Reading passage:
Blackwood’s Baby (Laird Barron): (30 pages, takes place near Seattle.) Hunters from all over the world receive a summons to attend a big game hunt in the United States, with the prize as nearly priceless gun and S10,000.  After arriving at the hunting lodge, however, main character Luke Honey discovers that the hunt is a cover for something far more sinister. 
This story felt, to me anyway, like a blend of Richard Connell’s “The Most Dangerous Game” with a twist Edgar Allen Poe’s horror was known for, and this may be why I didn’t like this story at all.  Barron’s story would more accurately be described as horror and, as such, it doesn’t seem to have a place in an anthology described as “stories of steampunk and supernatural suspense.”  Also, this story takes place as late as the 1920’s, which makes the feeling that this story doesn’t belong in this anthology even stronger.  I gave it 3 stars for lack of steampunk and incorrect placement in this anthology as this was more of a horror story.

Source data:

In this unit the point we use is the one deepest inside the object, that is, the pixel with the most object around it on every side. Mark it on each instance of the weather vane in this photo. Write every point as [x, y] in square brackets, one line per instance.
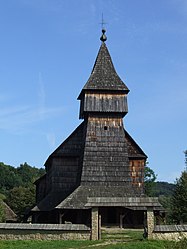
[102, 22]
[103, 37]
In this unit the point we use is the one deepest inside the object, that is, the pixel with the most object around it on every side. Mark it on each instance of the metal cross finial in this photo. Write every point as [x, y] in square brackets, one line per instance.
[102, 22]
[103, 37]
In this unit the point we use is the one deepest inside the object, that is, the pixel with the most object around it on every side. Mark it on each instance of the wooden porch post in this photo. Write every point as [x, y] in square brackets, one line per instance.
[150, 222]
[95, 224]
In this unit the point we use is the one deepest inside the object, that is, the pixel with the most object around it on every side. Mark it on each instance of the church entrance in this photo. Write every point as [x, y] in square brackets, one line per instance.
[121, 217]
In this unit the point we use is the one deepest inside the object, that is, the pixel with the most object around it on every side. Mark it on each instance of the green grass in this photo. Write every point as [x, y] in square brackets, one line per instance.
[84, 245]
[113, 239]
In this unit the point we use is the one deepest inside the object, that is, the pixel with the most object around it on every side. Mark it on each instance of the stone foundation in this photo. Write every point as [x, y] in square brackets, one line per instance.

==

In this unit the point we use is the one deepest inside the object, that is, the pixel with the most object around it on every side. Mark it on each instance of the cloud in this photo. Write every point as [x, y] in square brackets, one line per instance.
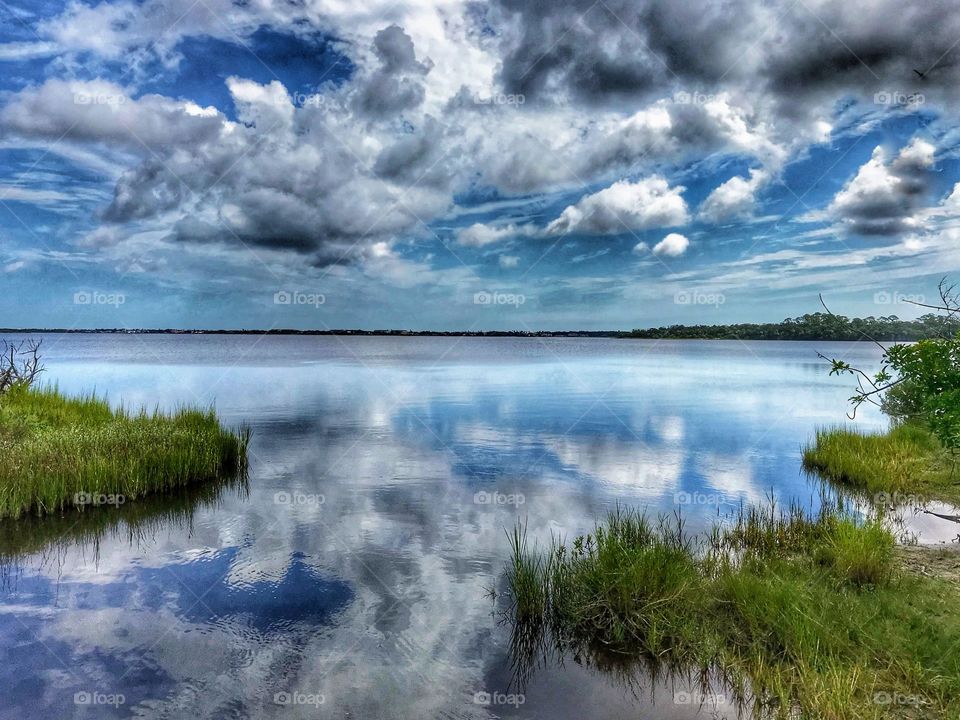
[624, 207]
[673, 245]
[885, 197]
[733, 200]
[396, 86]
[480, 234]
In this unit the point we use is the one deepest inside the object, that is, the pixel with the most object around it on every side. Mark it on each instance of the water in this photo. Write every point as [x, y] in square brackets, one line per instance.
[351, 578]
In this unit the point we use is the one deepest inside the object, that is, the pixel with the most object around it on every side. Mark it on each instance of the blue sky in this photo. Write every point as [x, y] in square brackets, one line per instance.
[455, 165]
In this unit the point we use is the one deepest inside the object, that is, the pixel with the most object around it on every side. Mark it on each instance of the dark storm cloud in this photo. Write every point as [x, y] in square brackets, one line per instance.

Problem to work on: Copy out the review of "Blackwood's Baby" above in full, word for word.

Answer area:
Blackwood’s Baby (Laird Barron): (30 pages, takes place near Seattle.) Hunters from all over the world receive a summons to attend a big game hunt in the United States, with the prize as nearly priceless gun and S10,000.  After arriving at the hunting lodge, however, main character Luke Honey discovers that the hunt is a cover for something far more sinister. 
This story felt, to me anyway, like a blend of Richard Connell’s “The Most Dangerous Game” with a twist Edgar Allen Poe’s horror was known for, and this may be why I didn’t like this story at all.  Barron’s story would more accurately be described as horror and, as such, it doesn’t seem to have a place in an anthology described as “stories of steampunk and supernatural suspense.”  Also, this story takes place as late as the 1920’s, which makes the feeling that this story doesn’t belong in this anthology even stronger.  I gave it 3 stars for lack of steampunk and incorrect placement in this anthology as this was more of a horror story.